* Goal *
Give the lines of the material below as a numbered list, leaving out any blank lines. Include only the stretch from the line containing "Can you find the suv side" through the end of the material.

Records from a collection
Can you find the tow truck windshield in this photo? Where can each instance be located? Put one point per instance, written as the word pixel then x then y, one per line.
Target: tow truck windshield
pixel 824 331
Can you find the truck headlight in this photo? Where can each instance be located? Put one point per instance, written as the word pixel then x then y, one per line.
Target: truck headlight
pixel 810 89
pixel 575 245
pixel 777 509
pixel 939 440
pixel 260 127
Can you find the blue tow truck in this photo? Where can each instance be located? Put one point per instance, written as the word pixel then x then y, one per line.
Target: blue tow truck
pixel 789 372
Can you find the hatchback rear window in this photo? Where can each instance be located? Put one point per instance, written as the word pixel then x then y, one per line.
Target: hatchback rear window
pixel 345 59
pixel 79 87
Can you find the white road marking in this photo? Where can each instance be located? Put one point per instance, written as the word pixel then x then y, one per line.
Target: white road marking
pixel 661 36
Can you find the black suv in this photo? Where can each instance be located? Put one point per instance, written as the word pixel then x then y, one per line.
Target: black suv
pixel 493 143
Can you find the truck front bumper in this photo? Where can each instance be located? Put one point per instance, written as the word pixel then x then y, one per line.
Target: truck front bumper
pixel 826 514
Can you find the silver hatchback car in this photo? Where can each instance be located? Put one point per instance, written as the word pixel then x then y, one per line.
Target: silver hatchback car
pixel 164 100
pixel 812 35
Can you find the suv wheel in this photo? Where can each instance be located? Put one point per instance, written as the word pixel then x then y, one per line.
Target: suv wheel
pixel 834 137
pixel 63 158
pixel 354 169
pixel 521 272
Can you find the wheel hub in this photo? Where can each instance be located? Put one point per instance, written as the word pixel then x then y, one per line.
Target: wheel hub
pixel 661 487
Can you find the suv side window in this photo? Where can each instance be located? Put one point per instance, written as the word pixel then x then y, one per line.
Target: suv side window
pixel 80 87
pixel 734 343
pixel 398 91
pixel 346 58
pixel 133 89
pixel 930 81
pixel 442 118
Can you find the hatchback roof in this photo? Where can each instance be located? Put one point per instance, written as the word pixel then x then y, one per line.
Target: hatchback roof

* The completed task *
1. Can you find the suv side window in this photo? Where can each instance be located? Put one point per instance, written as the word pixel then x then y, one per line.
2. Target: suv side window
3. pixel 80 87
4. pixel 734 343
5. pixel 398 91
6. pixel 346 58
7. pixel 133 89
8. pixel 930 81
9. pixel 442 118
10. Can you find the hatchback roof in this photo? Where can each instance be located? Put one point per instance, written as the word pixel then x then y, one per line.
11. Target: hatchback roof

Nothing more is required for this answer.